[SUPPLIED TEXT]:
Measures of treatment effect

Continuous data

For continuous data (e.g. number of days of pain), we analysed means and standard deviations (SDs), if these were available or could be calculated and if there was no clear evidence of skewness in the distribution, and presented these with 95% confidence intervals (CIs).

If different scales were used to measure the same clinical outcome, we combined the standardised mean differences (SMDs) across the studies, and presented these with 95% CIs.

Dichotomous data

For dichotomous data (e.g. pain improved, yes or no), we analysed data using odds ratios (ORs) and presented these with 95% CIs.

Unit of analysis issues

No methods were used as we did not perform a meta‐analysis. For methods archived for future updates of this review, please see Appendix 2 and our protocol (Martin 2014a).

[WORK TO COMPLETE]:
A - Condense the paragraph in the text on measures of treatment effect that begins "For continuous data (e.g. number of days of pain)" into a bulleted list that keeps its main facts.
B - Write the next part of the text on measures of treatment effect, beginning after its final sentence.
The records come from a separate source and are unrelated to the text on measures of treatment effect.

[DATA FOR REVIEW]:
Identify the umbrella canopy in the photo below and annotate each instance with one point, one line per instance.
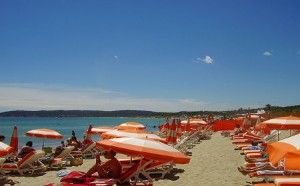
(179, 130)
(132, 133)
(149, 149)
(171, 136)
(277, 150)
(5, 149)
(100, 130)
(292, 160)
(89, 133)
(130, 125)
(247, 122)
(194, 121)
(14, 140)
(283, 123)
(44, 133)
(187, 126)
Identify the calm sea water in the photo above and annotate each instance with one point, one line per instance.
(65, 126)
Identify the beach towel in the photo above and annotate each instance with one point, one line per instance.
(270, 172)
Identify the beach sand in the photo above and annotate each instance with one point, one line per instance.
(213, 162)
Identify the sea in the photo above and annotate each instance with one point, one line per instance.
(65, 126)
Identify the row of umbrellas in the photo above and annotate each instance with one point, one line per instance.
(151, 149)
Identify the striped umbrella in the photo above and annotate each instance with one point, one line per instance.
(14, 140)
(5, 149)
(277, 150)
(171, 136)
(149, 149)
(282, 123)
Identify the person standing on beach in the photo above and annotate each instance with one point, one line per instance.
(2, 138)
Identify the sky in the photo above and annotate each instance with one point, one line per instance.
(158, 55)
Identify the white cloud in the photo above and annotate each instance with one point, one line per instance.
(207, 60)
(267, 53)
(42, 97)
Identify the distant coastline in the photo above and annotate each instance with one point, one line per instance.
(274, 110)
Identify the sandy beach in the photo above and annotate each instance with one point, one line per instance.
(213, 162)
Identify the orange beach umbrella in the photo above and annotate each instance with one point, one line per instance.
(5, 149)
(149, 149)
(171, 136)
(278, 150)
(179, 130)
(127, 125)
(132, 133)
(14, 140)
(282, 123)
(100, 130)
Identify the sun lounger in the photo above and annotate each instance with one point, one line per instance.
(86, 152)
(2, 160)
(29, 164)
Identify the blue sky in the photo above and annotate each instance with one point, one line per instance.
(159, 55)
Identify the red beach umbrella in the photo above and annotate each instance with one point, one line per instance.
(14, 140)
(149, 149)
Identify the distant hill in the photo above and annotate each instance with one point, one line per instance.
(275, 111)
(78, 113)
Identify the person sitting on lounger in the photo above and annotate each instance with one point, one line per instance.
(110, 169)
(47, 160)
(26, 149)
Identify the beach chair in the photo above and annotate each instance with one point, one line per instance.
(29, 164)
(268, 138)
(129, 176)
(155, 168)
(65, 156)
(86, 152)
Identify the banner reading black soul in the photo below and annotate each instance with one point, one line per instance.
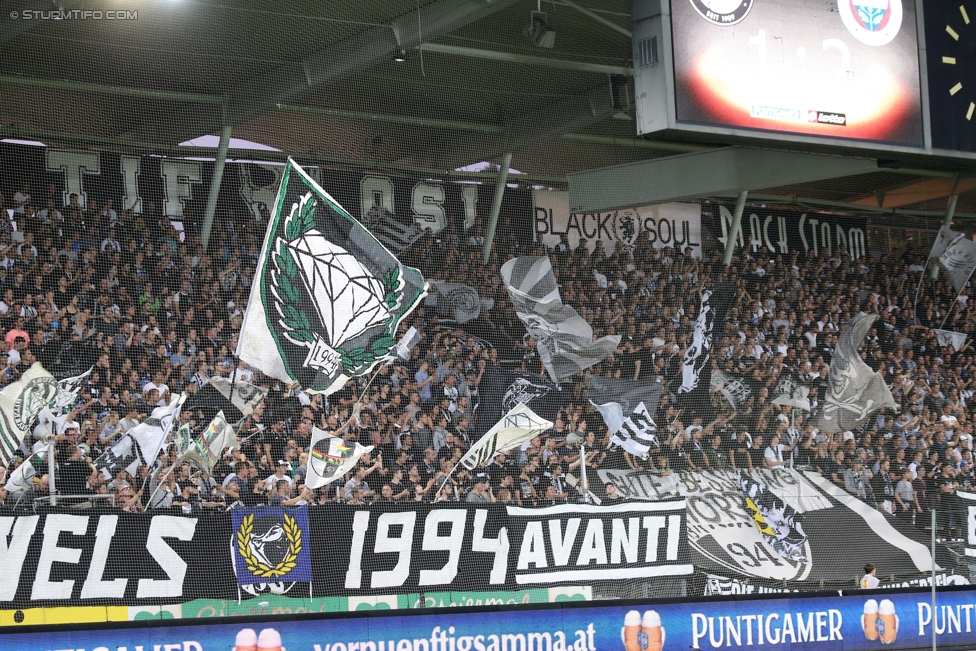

[EXPECTED OUTPUTS]:
A -
- Applies to continuous data, such as number of days of pain.
- Means and standard deviations (SDs) were analyzed if they were available or could be calculated.
- This was done only when the distribution showed no clear evidence of skewness.
- Results were presented with 95% confidence intervals (CIs).

B -
Dealing with missing data

We first contacted the original investigators to request any missing data, but we received no responses. We did not impute any values. We did not feel it was relevant to carry out a sensitivity analysis, with and without the missing data, as it was not possible to conduct a meta‐analysis. For methods archived for future updates of this review, please see Appendix 2 and our protocol (Martin 2014a).

We collected the proportions of participants for whom no outcome data were obtained and reported them in the assessment of Risk of bias in included studies. We have also provided this information for each study in the 'Risk of bias' tables, beneath the Characteristics of included studies tables. We explored the potential impact of missing data on the findings of the review in the Discussion section.

Assessment of heterogeneity

We anticipated finding considerable heterogeneity between included studies. We assessed clinical heterogeneity by examining the distribution of relevant participant characteristics (e.g. age, definition of RAP) and study differences (e.g. concealment of randomisation, blinding of outcome assessors, interventions or outcome measures).

We did not use our prescribed methods for assessing statistical heterogeneity as we did not perform a meta‐analysis. For methods archived for future updates of this review, please see Appendix 2 and our protocol (Martin 2014a).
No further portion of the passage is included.